Instructions to follow
Please give the Salem Cemetery post again from "Friday, February 13, 2009" to "a nice tombstone.", switching "tombstone" to "grave marker".

## BEGIN Document segment

Friday, February 13, 2009

Salem Cemetery update, dumpster-diving, etc.


I've added content to Lot No. 40, occupied by Elisabeth (Ross) Hickerson, members of the Noah Roberts family and perhaps an unnamed Hawk infant over at the Salem Cemetery site (which links out of the sidebar at left). Elisabeth is one of the few at Salem whose reason for being there I can't figure out (yet). She was 40 and single, living with her parents, when she married a younger (by a good many years) coal miner named John W. "Jack" Hickerson in 1881 and they seem always to have lived in Chariton until her death in 1899. These were poor people in monetary terms, so it is a sign I suspect of Jack's affection for her that she has such a nice tombstone.

## END Document segment
## BEGIN Collected data

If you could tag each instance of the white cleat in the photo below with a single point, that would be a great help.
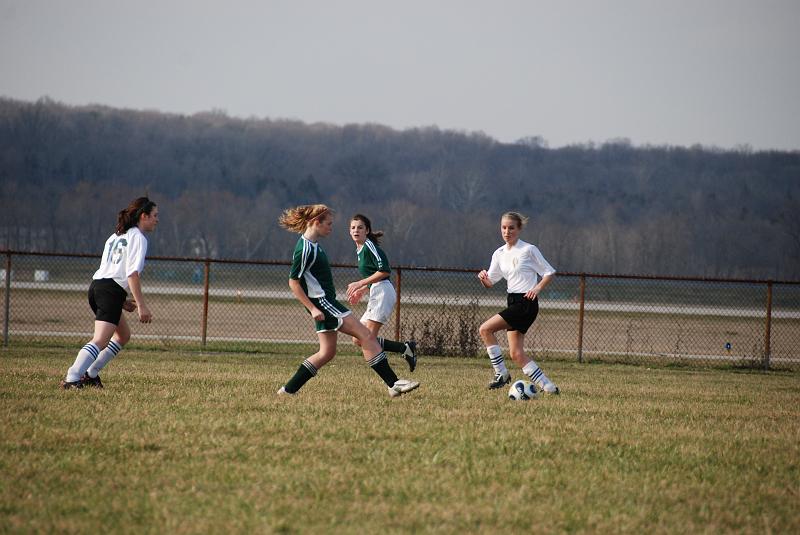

## END Collected data

Task solution
Friday, February 13, 2009

Salem Cemetery update, dumpster-diving, etc.


I've added content to Lot No. 40, occupied by Elisabeth (Ross) Hickerson, members of the Noah Roberts family and perhaps an unnamed Hawk infant over at the Salem Cemetery site (which links out of the sidebar at left). Elisabeth is one of the few at Salem whose reason for being there I can't figure out (yet). She was 40 and single, living with her parents, when she married a younger (by a good many years) coal miner named John W. "Jack" Hickerson in 1881 and they seem always to have lived in Chariton until her death in 1899. These were poor people in monetary terms, so it is a sign I suspect of Jack's affection for her that she has such a nice grave marker.